- **Directions**
Please edit the records between the lines holding "Find each covered carport." and "[1235,635,1354,653]", inclusive, replacing "door mat" with "entrance mat" and leaving everything else unchanged. Return only those lines.

- - - - -

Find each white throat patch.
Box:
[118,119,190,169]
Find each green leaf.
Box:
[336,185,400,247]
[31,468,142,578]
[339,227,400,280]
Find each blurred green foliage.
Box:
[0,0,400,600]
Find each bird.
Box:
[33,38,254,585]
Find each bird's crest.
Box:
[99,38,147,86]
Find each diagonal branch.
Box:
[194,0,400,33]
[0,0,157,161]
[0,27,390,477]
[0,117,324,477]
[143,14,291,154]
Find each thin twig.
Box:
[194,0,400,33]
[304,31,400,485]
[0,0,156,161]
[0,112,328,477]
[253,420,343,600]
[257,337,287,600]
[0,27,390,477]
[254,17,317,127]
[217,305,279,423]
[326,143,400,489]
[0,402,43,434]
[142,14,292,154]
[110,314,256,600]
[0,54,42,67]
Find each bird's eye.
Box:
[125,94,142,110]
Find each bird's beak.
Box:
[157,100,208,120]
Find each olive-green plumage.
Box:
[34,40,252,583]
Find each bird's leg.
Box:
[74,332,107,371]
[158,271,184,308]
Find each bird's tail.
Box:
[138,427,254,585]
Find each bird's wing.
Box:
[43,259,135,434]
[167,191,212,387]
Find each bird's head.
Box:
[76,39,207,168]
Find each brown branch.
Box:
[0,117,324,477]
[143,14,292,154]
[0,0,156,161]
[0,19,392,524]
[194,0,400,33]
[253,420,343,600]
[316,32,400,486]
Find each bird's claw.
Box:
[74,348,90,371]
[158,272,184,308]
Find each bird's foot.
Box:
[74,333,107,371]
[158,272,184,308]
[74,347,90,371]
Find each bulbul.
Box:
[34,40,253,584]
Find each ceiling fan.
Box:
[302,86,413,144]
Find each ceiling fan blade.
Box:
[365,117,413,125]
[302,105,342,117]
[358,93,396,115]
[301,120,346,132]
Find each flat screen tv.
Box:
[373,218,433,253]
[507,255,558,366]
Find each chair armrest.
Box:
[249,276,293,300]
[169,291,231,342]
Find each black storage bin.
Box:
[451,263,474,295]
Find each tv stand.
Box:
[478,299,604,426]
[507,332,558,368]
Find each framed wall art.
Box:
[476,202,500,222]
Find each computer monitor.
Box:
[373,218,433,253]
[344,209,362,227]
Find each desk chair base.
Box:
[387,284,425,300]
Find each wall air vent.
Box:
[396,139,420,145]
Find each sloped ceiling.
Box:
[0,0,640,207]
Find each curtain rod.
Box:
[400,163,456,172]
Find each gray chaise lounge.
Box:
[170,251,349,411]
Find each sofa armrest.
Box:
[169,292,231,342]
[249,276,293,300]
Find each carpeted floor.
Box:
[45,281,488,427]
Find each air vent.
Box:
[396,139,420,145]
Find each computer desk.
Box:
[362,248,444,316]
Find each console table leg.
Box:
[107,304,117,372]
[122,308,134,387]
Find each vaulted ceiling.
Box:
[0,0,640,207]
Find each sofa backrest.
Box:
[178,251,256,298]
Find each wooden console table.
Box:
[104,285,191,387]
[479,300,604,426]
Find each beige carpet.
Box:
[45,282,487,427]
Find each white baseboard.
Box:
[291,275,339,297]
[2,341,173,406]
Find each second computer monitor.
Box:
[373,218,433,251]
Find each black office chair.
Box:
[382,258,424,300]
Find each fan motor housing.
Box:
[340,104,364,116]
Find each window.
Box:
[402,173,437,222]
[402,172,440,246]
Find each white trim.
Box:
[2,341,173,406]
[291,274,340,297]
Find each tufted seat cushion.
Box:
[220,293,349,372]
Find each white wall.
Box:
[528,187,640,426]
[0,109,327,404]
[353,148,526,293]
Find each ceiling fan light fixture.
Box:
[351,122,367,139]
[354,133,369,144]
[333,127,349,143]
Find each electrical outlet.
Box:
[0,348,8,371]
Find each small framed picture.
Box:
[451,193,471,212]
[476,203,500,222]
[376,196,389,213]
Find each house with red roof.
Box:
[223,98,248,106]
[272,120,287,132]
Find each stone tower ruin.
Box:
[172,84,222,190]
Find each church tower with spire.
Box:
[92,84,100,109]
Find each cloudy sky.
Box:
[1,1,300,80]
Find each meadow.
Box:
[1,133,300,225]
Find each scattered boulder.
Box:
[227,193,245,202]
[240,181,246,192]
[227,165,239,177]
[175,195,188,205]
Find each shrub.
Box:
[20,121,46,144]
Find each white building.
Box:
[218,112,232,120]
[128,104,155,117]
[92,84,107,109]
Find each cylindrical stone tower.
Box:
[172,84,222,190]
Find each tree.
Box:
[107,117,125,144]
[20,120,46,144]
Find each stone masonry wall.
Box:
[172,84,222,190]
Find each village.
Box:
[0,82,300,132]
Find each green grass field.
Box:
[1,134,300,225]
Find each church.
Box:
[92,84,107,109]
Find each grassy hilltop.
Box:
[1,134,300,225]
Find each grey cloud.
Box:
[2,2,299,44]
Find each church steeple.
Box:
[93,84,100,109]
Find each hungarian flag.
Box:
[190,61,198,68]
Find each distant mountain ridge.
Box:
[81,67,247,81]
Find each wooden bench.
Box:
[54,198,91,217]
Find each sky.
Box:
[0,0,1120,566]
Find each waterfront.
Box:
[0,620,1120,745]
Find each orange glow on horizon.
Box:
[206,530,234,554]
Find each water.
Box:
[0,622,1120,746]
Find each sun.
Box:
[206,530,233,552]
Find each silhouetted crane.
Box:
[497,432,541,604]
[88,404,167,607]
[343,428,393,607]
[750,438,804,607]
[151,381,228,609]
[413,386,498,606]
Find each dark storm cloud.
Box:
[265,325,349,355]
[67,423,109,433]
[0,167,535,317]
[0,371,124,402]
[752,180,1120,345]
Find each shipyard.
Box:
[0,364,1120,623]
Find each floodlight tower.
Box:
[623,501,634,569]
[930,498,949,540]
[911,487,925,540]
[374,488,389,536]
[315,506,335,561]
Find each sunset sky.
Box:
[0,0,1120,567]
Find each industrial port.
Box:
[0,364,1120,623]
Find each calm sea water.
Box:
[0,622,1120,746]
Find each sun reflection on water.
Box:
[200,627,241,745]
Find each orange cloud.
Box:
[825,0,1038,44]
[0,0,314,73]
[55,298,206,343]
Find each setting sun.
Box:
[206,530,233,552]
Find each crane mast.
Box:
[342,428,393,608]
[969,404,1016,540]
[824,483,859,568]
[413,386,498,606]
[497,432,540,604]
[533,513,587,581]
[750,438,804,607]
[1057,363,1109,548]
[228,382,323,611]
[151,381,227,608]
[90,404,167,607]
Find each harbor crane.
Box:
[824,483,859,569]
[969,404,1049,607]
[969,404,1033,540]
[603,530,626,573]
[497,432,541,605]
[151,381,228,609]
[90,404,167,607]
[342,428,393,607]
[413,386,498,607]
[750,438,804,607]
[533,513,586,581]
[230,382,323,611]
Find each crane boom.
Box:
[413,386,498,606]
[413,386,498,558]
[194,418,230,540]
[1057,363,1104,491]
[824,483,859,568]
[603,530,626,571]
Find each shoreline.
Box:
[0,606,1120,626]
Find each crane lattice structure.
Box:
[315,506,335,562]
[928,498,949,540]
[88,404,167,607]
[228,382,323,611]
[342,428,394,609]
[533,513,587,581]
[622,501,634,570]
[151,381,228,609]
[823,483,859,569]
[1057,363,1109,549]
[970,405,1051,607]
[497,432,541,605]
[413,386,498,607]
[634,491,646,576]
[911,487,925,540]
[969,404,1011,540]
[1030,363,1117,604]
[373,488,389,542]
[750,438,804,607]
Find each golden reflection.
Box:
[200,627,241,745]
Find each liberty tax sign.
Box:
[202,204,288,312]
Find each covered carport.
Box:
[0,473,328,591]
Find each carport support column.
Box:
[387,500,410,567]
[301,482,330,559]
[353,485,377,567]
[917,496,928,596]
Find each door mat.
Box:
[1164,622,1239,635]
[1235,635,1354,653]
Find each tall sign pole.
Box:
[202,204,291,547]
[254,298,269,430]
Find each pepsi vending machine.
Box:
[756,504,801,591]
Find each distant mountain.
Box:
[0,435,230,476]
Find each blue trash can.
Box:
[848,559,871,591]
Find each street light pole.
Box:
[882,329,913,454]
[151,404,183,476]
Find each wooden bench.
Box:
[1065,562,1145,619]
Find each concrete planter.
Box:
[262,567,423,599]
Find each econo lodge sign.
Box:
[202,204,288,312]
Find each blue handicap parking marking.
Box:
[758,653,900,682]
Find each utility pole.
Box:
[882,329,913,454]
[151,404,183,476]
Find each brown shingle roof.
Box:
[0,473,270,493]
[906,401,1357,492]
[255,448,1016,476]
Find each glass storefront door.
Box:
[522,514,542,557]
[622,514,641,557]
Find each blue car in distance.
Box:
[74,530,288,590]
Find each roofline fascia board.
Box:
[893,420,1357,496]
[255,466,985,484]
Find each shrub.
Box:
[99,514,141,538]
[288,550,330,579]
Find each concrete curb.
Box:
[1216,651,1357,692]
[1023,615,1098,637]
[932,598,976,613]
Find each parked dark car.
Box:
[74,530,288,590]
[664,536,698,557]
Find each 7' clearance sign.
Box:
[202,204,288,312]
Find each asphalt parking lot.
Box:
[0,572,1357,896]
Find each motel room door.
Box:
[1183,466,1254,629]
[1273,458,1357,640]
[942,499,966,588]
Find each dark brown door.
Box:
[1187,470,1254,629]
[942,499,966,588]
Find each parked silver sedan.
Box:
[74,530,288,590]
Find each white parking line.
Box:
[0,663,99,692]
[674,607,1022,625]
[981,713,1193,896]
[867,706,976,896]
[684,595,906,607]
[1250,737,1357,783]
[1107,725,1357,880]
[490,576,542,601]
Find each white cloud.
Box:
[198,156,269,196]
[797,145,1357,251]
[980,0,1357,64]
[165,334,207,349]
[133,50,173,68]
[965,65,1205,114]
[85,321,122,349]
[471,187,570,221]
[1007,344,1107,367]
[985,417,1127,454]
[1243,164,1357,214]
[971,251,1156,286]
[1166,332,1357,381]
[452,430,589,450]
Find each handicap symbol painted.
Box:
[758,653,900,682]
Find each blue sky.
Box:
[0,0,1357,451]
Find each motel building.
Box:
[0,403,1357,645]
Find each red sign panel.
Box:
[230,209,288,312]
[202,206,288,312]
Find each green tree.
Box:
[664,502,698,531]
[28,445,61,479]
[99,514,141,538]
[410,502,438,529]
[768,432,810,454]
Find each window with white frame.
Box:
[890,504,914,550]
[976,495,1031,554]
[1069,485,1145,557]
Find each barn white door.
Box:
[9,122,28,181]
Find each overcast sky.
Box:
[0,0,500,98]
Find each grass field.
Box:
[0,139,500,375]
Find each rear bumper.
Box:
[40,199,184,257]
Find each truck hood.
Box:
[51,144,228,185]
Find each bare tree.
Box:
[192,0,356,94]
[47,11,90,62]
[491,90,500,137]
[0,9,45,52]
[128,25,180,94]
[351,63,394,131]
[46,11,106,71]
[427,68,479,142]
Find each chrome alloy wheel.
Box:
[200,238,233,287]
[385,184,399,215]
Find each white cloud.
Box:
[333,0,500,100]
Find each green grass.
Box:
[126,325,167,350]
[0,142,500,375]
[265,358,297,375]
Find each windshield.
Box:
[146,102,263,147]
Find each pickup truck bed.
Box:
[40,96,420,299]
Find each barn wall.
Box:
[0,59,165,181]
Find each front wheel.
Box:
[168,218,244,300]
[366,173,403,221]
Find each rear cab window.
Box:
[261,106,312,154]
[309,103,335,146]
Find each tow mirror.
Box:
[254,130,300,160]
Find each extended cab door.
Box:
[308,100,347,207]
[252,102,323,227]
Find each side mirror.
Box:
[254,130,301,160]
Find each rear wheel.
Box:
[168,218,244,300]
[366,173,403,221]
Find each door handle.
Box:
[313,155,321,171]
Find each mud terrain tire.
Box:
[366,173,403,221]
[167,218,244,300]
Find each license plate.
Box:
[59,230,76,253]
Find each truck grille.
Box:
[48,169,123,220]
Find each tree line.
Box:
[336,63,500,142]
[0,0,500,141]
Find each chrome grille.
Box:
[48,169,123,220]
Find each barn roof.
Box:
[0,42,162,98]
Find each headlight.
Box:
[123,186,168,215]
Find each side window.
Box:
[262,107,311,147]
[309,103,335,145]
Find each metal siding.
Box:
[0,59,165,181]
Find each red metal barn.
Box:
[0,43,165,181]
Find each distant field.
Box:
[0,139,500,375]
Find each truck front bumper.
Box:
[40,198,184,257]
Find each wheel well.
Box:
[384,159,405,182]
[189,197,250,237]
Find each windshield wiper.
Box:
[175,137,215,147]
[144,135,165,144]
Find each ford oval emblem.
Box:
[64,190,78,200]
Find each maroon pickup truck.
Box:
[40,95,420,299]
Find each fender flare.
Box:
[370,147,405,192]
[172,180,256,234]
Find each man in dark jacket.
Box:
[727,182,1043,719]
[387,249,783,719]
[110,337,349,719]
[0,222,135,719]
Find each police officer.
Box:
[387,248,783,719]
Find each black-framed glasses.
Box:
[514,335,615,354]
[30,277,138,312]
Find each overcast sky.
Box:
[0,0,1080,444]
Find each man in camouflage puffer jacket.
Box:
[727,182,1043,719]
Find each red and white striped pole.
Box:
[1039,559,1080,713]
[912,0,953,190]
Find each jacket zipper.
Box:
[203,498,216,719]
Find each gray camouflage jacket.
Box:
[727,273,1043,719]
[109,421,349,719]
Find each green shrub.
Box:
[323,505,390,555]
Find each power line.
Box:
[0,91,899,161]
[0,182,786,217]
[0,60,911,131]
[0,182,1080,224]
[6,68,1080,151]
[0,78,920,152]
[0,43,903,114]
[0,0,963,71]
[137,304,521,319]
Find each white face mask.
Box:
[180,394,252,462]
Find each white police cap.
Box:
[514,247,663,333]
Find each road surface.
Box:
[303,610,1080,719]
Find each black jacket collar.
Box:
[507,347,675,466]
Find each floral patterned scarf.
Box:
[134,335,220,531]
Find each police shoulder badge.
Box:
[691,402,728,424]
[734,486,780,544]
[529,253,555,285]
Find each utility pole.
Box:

- - - - -

- **Written response**
Find each covered carport.
Box:
[0,473,328,591]
Find each carport support column.
Box:
[387,500,410,567]
[301,482,330,559]
[353,485,377,567]
[917,496,928,596]
Find each entrance mat.
Box:
[1164,622,1239,635]
[1235,635,1354,653]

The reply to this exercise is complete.